## [Document passage]
────────────────────────────────────────

Who: Wyoming Republican congresswoman, with Adam Kinzinger of Illinois one of two GOP members of the committee.

Winner or loser: Winner.

Why: As vice-chair to Bennie Thompson, a Democrat who began his political career in Mississippi under Jim Crow, the Wyoming Republican and daughter of ex-vice-president and neocon’s neocon Dick Cheney helped bring genuine bipartisan spirit to the committee’s proceedings. Once the committee was in session, Cheney emerged as its star prosecutor. Witheringly focused, she rode losing her own seat in Congress to a Trump-backed challenger in August to keep her eyes on the prize: establishing Trump’s culpability for January 6 and stopping him ever returning to power.

Jamie Raskin

Who: Democratic Maryland congressman and professor of constitutional law who endured the attack on Congress shortly after losing his son.

Winner or loser: Winner.

Why: To vastly oversimplify (and not to discount the other committee members), if Cheney was the star prosecutor, Raskin was the best defense attorney the constitution, Congress and even the Capitol building could have, launching heartfelt appeals to the spirit of American democracy while making clear the enormity of the crime in hand. Never far from a reference to Abraham Lincoln or the founders, Raskin provided perhaps a softer public face than Cheney, but one no less determined.

Cassidy Hutchinson

Who: Former aide to Mark Meadows, Trump’s last chief of staff, and special assistant to the president.

Winner or loser: Winner.

Why: In taped testimony and in person, Hutchinson described Trump’s approval of chants from Capitol rioters about hanging his vice-president, Mike Pence, and attempts by Republicans in Congress to have Trump issue pardons before leaving office. She added details of the behavior of Trump, Meadows, Rudy Giuliani and other key figures before January 6 and throughout that day. Among extraordinary scenes described by Hutchinson: Trump lunging for the wheel of his vehicle when told he could not go to the Capitol with his supporters; Trump throwing food at the White House walls; and Meadows refusing to do anything at all to rein in his boss.

Mike Pence

Who: Trump’s vice-president, who rejected the idea he could stop certification of election results.

Winner or loser: Winner.

────────────────────────────────────────

## [Some items]
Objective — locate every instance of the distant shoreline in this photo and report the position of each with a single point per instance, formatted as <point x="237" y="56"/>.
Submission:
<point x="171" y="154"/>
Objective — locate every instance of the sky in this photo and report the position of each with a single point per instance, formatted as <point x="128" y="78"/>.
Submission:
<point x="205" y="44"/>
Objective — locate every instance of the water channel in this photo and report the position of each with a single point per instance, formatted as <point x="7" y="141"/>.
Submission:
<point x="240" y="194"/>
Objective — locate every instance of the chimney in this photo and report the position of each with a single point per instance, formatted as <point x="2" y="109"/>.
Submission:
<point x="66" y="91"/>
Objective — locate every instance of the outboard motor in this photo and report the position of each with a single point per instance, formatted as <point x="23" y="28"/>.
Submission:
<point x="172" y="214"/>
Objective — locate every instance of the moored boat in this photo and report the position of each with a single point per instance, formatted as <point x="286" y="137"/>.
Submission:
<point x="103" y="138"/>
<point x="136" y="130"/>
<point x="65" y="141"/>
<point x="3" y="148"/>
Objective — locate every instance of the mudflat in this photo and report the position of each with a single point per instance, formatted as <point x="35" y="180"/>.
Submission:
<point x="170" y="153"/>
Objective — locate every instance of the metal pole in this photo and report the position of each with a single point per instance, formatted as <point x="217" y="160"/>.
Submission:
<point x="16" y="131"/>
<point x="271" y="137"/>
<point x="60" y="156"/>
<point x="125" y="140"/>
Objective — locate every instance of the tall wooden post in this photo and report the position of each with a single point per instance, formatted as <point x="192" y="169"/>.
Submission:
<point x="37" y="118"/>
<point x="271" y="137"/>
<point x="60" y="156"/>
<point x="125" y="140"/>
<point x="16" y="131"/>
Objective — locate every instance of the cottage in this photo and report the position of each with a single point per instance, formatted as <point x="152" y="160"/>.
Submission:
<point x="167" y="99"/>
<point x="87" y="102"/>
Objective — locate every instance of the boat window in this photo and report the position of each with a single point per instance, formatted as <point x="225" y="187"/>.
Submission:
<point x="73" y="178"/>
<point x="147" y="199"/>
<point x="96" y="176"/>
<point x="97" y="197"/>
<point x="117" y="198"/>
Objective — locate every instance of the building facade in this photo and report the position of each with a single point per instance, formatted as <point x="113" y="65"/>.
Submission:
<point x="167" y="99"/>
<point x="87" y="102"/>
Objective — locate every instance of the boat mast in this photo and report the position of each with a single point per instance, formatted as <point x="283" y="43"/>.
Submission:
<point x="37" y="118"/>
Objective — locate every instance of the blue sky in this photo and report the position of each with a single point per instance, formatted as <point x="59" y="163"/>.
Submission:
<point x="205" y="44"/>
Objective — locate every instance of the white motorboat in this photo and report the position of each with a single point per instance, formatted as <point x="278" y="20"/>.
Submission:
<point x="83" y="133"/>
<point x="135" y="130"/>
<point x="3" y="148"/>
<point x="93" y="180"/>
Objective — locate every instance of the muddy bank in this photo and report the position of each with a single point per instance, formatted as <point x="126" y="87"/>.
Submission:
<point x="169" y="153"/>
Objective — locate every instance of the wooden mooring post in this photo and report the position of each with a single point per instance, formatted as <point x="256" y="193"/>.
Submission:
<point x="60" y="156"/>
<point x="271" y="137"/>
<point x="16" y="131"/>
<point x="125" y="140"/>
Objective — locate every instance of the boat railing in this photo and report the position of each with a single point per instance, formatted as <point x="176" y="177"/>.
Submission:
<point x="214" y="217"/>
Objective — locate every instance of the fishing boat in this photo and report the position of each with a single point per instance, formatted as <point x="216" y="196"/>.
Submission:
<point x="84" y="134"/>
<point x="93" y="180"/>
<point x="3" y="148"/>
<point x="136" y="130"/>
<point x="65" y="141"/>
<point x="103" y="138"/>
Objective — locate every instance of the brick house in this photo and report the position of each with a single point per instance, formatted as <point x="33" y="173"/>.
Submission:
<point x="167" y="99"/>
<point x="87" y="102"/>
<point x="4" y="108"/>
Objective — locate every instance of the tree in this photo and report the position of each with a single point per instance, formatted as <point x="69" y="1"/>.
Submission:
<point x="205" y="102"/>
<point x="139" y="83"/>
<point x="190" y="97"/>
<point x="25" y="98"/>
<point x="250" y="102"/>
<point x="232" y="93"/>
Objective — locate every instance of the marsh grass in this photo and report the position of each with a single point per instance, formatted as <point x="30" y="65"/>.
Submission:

────────────────────────────────────────

## [Objective]
Recast the paragraph of the January 6 committee profiles that begins "Why: In taped testimony and in person" as a brief list, preserving its main facts.

## [Answer in full]
In taped and in-person testimony, Hutchinson described:
- Trump's approval of rioters' chants about hanging Vice-President Mike Pence
- Attempts by Republicans in Congress to have Trump issue pardons before leaving office
- The behavior of Trump, Meadows, Rudy Giuliani and other key figures before and throughout January 6
- Trump lunging for the wheel of his vehicle when told he could not go to the Capitol with his supporters
- Trump throwing food at the White House walls
- Meadows refusing to do anything to rein in Trump